## EXERCISE DESCRIPTION
Go through the material and pull out every line with the string "Target" in it.

## AVAILABLE DATA
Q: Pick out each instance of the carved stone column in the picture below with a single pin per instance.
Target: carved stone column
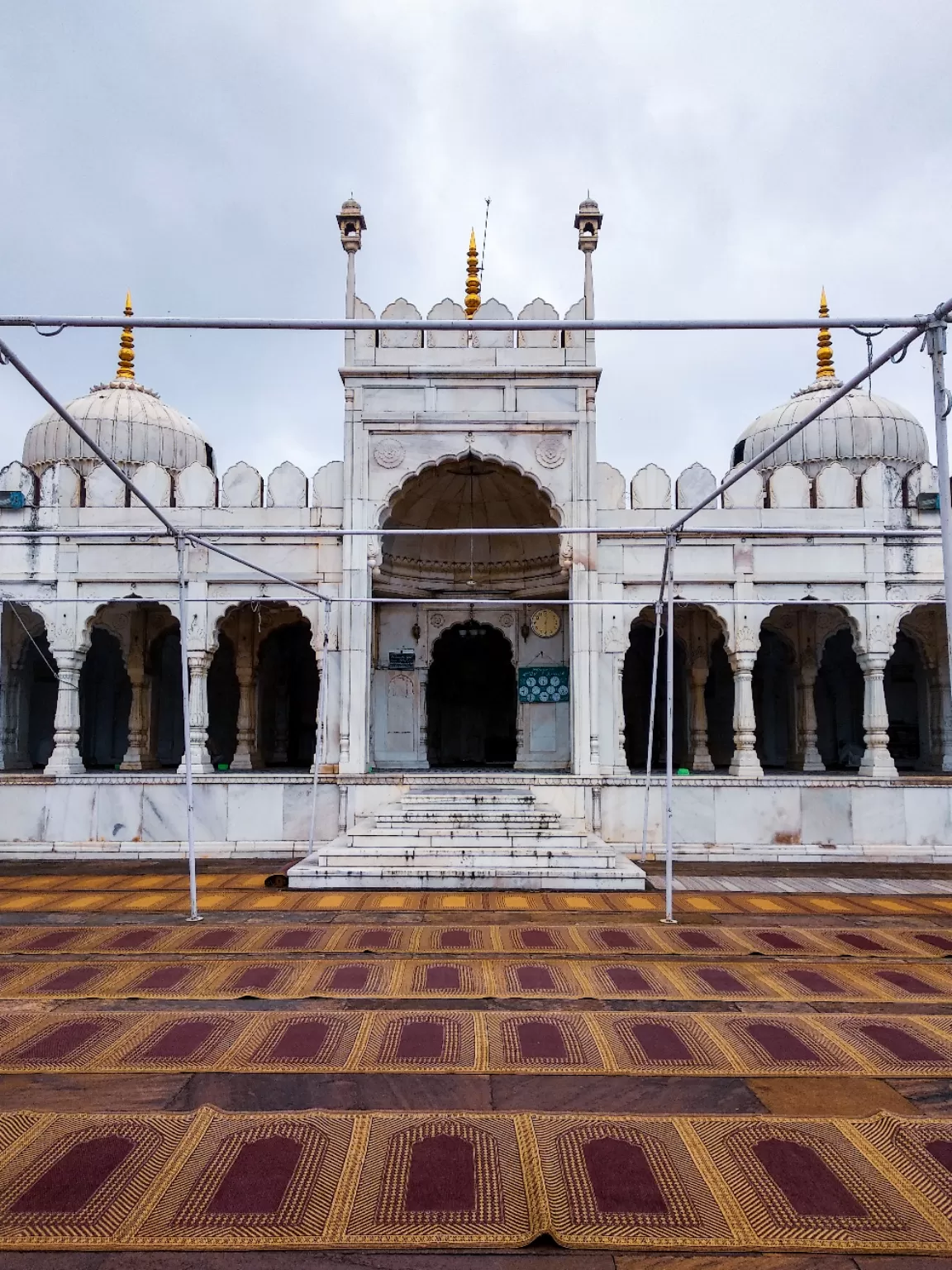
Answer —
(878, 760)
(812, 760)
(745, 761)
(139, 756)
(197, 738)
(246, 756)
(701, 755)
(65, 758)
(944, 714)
==
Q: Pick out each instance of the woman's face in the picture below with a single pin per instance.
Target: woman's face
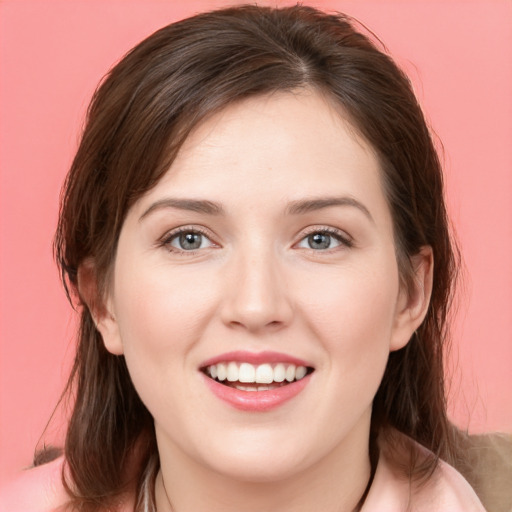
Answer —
==
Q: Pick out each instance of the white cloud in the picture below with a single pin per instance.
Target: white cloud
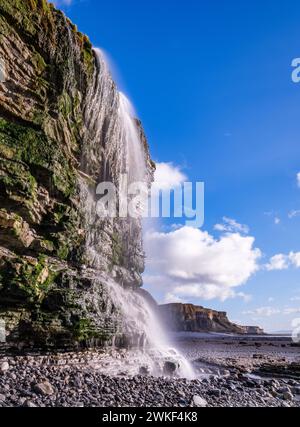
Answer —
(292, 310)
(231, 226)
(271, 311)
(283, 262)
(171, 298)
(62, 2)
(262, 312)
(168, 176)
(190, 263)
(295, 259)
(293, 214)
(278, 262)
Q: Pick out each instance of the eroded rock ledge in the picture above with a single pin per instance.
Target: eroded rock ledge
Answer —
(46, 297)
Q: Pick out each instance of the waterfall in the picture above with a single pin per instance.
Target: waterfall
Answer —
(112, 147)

## EXERCISE ANSWER
Target: carved stone column
Target: woman's face
Target: white cloud
Target: eroded rock ledge
Target: waterfall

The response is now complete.